• _Instrucción_
Transcribe del texto sobre el transporte público todo lo que va desde «Es cierto, hay» hasta «hacer. ¡Apa viajecito insoportable!», y sustituye en ese fragmento «metrobús» por «tren ligero».

• _Texto del documento_
¡Esquina bajan!

Para nadie es noticia las malas condiciones en que se encuentra el transporte público de nuestra ciudad. Todos sabemos el deplorable estado de los microbuses...

15 de mayo, 2015

Para nadie es noticia las malas condiciones en que se encuentra el transporte público de nuestra ciudad. Todos sabemos el deplorable estado de los microbuses y camiones, y qué decir de los malos tratos de los choferes y su falta de civilidad.

No tengo coche, no me gusta manejar, me parece una de las actividades más desgastantes y menos civilizadas que el mexicano puede llevar a cabo. Es atrás del volante donde aflora nuestra verdadera educación y civismo, que dejan mucho que desear. Para mi es intolerable el tráfico, tener que pasar horas en el coche peleando con automovilistas que no ceden el paso, que invaden las cebras peatonales, que agreden a los ciclistas, que obstruyen los cruces de las calles con tal de ganar un par de metros.

Es cierto, hay distancias en que es casi obligatorio moverse en coche, pero afortunadamente son pocas las veces que recorro distancias demasiado largas o rutas en las que no puedo llegar por medio de transporte público. Mis necesidades de transportación y recorridos me dan la fortuna de poderme desplazar en metro, metrobús y en algunas ocasiones RTP; a pesar de no tener el mejor servicio y de que la falta de corridas de trenes y camiones nos hacen viajar apelmazados en las unidades, en general me parece que son bastante eficientes.

Sin embargo en estos días tuve que llegar a donde ni uno ni otro lo hacen y para ello fue necesario recurrir al mentado microbús, cosa que tenía mucho tiempo sin hacer. ¡Apa viajecito insoportable!

Es de verdad increíble que estas destartaladas cafeteras sigan circulando. Me pregunto si los choferes de los microbuses gozan de algún tipo de fuero que los hace intocables por los policías de tránsito, porque de otra manera no me explico cómo es que se les permite manejar (¿será ese el término correcto?) de la manera en que lo hacen. Subirse a una de estas unidades es todo un reto, un malabareo infinito por guardar el equilibrio es, sin temor a equivocarme, jugarse la vida hasta llegar a nuestro destino.

• _Material proporcionado_
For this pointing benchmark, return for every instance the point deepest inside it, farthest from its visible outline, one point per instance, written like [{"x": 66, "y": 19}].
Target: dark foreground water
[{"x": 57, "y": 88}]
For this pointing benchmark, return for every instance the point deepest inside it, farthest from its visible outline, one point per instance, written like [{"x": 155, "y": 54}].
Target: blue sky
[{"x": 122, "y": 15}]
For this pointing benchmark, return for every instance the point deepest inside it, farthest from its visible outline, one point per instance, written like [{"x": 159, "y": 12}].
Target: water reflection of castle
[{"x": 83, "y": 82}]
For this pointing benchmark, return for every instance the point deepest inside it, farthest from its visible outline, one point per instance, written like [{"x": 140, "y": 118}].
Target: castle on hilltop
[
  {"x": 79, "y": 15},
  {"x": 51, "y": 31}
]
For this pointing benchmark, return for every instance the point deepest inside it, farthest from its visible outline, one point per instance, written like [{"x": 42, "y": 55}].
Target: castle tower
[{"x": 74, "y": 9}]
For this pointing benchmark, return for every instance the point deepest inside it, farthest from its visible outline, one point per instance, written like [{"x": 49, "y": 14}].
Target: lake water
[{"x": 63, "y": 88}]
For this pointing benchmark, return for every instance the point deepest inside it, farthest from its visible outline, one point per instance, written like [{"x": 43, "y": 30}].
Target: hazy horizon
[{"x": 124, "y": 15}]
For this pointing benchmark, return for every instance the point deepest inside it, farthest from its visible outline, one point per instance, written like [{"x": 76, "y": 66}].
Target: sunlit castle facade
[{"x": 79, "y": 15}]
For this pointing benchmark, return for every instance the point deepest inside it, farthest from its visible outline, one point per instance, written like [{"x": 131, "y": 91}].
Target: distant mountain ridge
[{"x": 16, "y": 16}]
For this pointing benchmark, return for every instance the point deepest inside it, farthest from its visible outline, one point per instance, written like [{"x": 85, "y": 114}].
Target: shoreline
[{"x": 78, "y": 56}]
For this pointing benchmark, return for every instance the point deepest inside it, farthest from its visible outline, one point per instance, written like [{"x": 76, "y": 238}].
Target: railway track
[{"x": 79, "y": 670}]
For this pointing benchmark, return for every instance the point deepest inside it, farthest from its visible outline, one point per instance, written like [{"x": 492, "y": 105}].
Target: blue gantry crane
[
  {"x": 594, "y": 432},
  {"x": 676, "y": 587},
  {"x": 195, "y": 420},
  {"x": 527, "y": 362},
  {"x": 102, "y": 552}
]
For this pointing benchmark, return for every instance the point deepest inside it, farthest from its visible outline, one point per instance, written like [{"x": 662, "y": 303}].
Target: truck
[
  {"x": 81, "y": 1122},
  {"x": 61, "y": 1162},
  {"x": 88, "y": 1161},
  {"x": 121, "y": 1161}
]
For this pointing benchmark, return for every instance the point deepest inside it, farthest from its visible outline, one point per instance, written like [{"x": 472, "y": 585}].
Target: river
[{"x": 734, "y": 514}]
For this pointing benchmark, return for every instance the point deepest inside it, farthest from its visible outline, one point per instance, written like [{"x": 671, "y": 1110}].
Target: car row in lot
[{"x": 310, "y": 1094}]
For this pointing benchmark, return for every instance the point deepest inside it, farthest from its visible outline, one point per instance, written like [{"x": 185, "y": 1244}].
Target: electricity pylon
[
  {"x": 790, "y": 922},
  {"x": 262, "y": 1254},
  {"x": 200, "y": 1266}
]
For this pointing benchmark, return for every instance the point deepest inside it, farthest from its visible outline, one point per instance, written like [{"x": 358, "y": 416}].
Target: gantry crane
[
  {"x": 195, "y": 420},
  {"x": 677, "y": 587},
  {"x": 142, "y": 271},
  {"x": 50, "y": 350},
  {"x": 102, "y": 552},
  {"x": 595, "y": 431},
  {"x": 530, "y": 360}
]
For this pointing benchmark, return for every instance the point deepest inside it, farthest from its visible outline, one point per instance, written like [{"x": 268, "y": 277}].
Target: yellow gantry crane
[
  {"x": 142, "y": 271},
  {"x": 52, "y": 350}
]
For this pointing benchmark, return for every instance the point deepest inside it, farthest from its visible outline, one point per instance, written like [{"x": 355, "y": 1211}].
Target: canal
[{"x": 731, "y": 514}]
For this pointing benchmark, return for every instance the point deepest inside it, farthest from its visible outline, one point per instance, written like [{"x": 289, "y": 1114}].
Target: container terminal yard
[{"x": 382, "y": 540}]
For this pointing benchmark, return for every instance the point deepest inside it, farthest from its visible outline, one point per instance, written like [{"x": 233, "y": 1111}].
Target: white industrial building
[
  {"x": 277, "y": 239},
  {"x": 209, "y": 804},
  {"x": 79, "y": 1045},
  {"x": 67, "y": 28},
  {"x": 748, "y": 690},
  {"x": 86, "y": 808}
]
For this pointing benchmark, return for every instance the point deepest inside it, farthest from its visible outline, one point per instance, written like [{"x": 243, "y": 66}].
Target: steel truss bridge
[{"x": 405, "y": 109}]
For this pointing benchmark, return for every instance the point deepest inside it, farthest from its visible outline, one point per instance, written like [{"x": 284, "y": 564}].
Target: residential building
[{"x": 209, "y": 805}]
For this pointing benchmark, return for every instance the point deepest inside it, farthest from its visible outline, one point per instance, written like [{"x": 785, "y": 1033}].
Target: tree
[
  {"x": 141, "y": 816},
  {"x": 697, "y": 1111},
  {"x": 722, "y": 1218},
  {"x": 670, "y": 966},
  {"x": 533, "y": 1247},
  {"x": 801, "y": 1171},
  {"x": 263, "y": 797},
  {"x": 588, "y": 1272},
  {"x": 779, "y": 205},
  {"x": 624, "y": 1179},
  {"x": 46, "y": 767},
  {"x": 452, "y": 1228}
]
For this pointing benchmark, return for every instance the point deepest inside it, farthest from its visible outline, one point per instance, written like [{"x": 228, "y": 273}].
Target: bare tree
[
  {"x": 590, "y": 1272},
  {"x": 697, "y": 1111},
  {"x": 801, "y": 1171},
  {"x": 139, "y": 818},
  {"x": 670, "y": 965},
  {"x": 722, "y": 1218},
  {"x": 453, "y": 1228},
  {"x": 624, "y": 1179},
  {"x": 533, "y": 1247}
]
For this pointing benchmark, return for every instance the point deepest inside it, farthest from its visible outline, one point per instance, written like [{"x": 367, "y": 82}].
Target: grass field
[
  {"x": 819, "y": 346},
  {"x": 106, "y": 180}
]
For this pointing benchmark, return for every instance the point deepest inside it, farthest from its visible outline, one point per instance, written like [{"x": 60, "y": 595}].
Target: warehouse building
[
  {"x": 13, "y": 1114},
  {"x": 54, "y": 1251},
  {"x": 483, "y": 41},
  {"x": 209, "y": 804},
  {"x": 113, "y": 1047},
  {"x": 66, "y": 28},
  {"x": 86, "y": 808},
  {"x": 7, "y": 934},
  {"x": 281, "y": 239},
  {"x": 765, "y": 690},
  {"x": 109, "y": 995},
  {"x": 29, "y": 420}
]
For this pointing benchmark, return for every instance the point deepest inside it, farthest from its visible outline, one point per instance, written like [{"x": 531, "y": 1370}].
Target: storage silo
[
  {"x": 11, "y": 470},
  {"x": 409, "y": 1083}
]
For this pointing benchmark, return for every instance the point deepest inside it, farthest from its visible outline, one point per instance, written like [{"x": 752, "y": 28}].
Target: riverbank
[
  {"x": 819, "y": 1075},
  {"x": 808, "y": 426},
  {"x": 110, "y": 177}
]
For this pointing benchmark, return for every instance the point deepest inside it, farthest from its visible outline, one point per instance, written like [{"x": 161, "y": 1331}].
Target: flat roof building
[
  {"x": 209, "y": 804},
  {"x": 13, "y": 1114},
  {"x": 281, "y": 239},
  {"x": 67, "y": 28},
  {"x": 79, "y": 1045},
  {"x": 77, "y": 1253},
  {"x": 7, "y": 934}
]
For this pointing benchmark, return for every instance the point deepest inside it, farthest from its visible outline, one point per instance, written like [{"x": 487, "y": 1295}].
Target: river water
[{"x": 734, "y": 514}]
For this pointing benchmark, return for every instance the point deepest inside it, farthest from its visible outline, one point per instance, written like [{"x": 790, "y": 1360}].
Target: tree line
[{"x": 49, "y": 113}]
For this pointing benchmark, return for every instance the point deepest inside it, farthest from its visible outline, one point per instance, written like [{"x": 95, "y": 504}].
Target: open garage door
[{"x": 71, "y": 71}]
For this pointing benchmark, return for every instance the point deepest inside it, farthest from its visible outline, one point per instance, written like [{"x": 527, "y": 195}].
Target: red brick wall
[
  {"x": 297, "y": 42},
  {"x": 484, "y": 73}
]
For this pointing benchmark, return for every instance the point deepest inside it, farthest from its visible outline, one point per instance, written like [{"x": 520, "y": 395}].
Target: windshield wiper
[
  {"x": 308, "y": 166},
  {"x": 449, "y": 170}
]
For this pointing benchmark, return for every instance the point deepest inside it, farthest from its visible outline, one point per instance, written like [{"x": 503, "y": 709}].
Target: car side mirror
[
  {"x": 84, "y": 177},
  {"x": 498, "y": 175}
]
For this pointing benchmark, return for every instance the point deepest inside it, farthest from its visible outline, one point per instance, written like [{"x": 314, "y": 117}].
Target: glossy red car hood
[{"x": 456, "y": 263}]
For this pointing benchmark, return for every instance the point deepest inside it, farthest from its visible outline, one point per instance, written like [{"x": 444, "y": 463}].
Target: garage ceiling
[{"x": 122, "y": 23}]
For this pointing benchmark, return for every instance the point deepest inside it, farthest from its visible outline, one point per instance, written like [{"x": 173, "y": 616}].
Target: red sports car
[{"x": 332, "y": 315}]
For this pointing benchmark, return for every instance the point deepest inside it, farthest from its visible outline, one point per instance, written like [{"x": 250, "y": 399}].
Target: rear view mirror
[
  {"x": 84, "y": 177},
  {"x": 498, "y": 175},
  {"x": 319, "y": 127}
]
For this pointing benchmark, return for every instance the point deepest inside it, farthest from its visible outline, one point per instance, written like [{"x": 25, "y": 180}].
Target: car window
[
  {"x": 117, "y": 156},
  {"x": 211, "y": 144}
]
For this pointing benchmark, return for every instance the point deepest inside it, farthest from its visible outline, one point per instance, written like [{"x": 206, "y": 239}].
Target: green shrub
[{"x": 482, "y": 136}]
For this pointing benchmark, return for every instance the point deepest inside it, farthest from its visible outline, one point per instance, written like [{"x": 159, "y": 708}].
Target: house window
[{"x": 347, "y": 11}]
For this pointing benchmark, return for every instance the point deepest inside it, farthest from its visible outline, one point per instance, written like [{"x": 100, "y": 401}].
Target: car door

• _Respuesta_
Es cierto, hay distancias en que es casi obligatorio moverse en coche, pero afortunadamente son pocas las veces que recorro distancias demasiado largas o rutas en las que no puedo llegar por medio de transporte público. Mis necesidades de transportación y recorridos me dan la fortuna de poderme desplazar en metro, tren ligero y en algunas ocasiones RTP; a pesar de no tener el mejor servicio y de que la falta de corridas de trenes y camiones nos hacen viajar apelmazados en las unidades, en general me parece que son bastante eficientes.

Sin embargo en estos días tuve que llegar a donde ni uno ni otro lo hacen y para ello fue necesario recurrir al mentado microbús, cosa que tenía mucho tiempo sin hacer. ¡Apa viajecito insoportable!